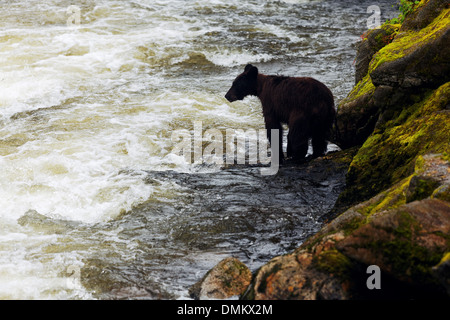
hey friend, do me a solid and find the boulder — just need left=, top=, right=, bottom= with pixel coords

————————

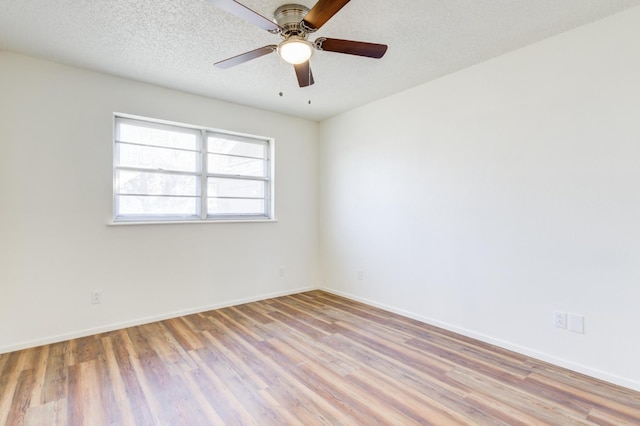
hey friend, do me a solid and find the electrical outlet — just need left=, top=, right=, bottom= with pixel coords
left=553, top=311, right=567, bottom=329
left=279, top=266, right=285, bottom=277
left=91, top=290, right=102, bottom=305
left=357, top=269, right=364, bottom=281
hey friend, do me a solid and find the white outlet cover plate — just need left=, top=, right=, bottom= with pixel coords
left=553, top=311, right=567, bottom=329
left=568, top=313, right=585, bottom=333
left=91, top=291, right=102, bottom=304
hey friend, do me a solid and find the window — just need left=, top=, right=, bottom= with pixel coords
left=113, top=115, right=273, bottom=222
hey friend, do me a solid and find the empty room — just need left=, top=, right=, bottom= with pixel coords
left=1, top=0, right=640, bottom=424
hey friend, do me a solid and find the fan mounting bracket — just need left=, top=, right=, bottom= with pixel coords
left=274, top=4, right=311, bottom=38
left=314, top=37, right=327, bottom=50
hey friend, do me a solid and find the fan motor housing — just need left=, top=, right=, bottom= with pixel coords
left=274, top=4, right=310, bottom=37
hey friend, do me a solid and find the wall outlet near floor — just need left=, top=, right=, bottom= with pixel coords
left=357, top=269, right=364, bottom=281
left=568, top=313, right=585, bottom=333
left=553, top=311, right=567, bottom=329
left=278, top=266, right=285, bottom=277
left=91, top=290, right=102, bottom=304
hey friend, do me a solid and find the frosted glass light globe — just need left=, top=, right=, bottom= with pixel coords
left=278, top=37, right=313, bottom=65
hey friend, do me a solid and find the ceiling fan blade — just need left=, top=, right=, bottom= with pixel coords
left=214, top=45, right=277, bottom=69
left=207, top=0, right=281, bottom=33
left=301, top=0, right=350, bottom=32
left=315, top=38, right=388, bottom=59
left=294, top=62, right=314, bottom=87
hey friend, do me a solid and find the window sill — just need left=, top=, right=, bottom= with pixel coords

————————

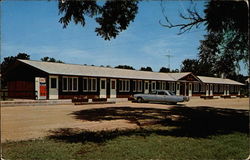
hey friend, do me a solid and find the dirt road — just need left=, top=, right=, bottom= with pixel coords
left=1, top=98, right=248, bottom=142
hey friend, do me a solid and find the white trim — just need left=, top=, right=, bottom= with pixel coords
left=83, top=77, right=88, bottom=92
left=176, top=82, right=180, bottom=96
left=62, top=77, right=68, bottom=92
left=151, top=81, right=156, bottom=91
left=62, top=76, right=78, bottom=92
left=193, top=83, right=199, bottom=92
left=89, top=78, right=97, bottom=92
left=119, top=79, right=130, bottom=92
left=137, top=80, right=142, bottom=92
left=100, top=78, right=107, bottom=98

————————

There is a line with "hey friend, do me a solid and find the wall" and a line with "hey friend, do me a solid and find the window sill" above. Copy exactly those two lines and all lines between them, with nothing else.

hey friend, do me a solid and find the wall outlet near floor — just need left=, top=, right=, bottom= with pixel coords
left=357, top=269, right=364, bottom=281
left=568, top=313, right=585, bottom=333
left=553, top=311, right=567, bottom=329
left=278, top=266, right=285, bottom=277
left=91, top=290, right=102, bottom=304
hey friend, do me a solid and find the frosted glass light globe — just need left=, top=, right=, bottom= with pixel coords
left=278, top=37, right=313, bottom=65
hey friend, do me a solid and find the ceiling fan blade — just need left=, top=, right=, bottom= with pixel coords
left=214, top=45, right=277, bottom=69
left=207, top=0, right=281, bottom=33
left=301, top=0, right=350, bottom=32
left=315, top=38, right=388, bottom=59
left=294, top=62, right=314, bottom=87
hey friend, do me a solid and find the window sill — just need left=, top=, right=, bottom= with pixel coords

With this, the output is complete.